▸ ACTIVITY: Return, character for character, the lines from the one bearing "drop a dot on" through the end of the material. Omit everything before that line.
↓↓↓
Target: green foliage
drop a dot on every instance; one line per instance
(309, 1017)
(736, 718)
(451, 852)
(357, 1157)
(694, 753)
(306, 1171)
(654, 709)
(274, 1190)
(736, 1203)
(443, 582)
↑↑↑
▸ TASK SOLUTION:
drop a dot on every instance; one line per instance
(309, 1017)
(736, 718)
(451, 852)
(357, 1157)
(694, 753)
(306, 1171)
(654, 709)
(274, 1190)
(736, 1203)
(443, 582)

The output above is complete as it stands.